### Work to be completed
Copy every line of the listing below word for word.

====== Supplied records

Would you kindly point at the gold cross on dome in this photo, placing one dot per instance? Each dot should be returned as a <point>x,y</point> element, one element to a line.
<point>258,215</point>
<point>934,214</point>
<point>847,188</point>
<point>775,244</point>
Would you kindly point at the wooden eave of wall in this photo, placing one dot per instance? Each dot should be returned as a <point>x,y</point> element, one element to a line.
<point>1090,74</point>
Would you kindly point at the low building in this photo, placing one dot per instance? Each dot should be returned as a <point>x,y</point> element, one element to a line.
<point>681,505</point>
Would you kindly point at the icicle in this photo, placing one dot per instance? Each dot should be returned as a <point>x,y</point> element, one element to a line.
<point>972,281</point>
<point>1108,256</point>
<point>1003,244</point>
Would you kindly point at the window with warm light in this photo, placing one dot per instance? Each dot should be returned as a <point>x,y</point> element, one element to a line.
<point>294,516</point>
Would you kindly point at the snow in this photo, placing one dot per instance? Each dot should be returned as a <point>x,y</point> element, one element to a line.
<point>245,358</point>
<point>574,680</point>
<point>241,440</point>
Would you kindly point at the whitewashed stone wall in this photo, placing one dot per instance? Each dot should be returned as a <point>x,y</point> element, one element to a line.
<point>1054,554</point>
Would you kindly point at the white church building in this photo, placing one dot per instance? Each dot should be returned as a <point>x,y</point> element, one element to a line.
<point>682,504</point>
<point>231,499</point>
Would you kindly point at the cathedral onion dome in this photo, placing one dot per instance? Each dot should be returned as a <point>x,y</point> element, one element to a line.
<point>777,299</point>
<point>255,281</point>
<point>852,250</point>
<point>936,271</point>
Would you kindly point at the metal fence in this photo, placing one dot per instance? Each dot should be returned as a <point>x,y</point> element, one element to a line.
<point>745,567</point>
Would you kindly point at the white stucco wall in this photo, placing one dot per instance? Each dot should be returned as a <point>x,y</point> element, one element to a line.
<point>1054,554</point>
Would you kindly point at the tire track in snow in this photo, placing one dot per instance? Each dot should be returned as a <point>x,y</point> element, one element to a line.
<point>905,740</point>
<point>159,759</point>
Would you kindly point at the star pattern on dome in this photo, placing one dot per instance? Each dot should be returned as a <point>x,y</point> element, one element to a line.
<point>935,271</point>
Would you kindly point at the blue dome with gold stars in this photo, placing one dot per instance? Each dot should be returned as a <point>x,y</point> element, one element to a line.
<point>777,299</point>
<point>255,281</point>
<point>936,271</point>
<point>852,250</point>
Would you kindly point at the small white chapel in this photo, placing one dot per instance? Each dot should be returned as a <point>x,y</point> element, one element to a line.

============

### Reply to the exercise
Would you kindly point at the gold cross on dome in this photo, placing one dot per instance? Each dot should be returned as a <point>x,y</point> element, one element to a line.
<point>258,215</point>
<point>934,214</point>
<point>847,188</point>
<point>775,244</point>
Would you kindly point at the wooden eave of wall in this photo, placing one dot per instance? Each dot should be returned as a <point>x,y</point> element, one element to a line.
<point>1090,74</point>
Would you kindly point at the low building in this photo, placing one dot per instance? Each dot should be returned as a <point>x,y</point> element, one element to a line.
<point>681,505</point>
Would you kindly point at the icicle in this photo, placing one dot per instance? Each dot should be returned as a <point>x,y</point> element, one element to a line.
<point>972,281</point>
<point>1108,256</point>
<point>1003,244</point>
Would you kindly point at the window with warm light in this photo, placing one dot per instance? Each dot should be returned as a <point>x,y</point> element, one element to a line.
<point>294,516</point>
Would you kindly point at the snow in this photo, placing one dot per instance? Each dot should be returned as a <point>x,y</point> element, one element to a line.
<point>245,358</point>
<point>574,680</point>
<point>241,440</point>
Would you kindly point at the whitewashed stone wall in this photo, placing one dot per instance? Each dot should be returned as a <point>x,y</point> element, one element to a line.
<point>1054,554</point>
Would you kindly point at the white church building in this photo, placing one dot per instance? Each dot should be returned as a <point>x,y</point> element, one element to a line.
<point>682,504</point>
<point>231,499</point>
Would you kindly point at the cathedral onion dome in this photo, placing one dot per instance? Each dot should be returned as a <point>x,y</point> element, one element to a line.
<point>777,299</point>
<point>255,281</point>
<point>852,250</point>
<point>936,271</point>
Would you kindly point at the metal fence in this photo, placing one dot per instance? Each dot should be returned as a <point>x,y</point> element, one element to a line.
<point>745,567</point>
Would you kindly point at the white stucco wall in this photo, placing one dot per instance? Each dot should be returned as a <point>x,y</point> element, one element to a line.
<point>1054,554</point>
Would you kindly point at the tire track in snow in this photo, placing one dot per instance? Each dot should be returned as a <point>x,y</point> element, one element to a line.
<point>905,740</point>
<point>159,759</point>
Would you kindly point at the star pattern on dome in this photo, placing one dot per instance? Each dot should be returned as a <point>x,y</point> element, one element to a line.
<point>935,271</point>
Would you kindly point at the blue dome with gold stars in this photo, placing one dot per instance? Each dot should be returned as a <point>x,y</point> element, one element to a line.
<point>777,299</point>
<point>255,281</point>
<point>936,271</point>
<point>852,250</point>
Would you kindly point at the small white chapel in this photo, placing one dot per instance? Each dot should be returned as a <point>x,y</point> element, one element to a line.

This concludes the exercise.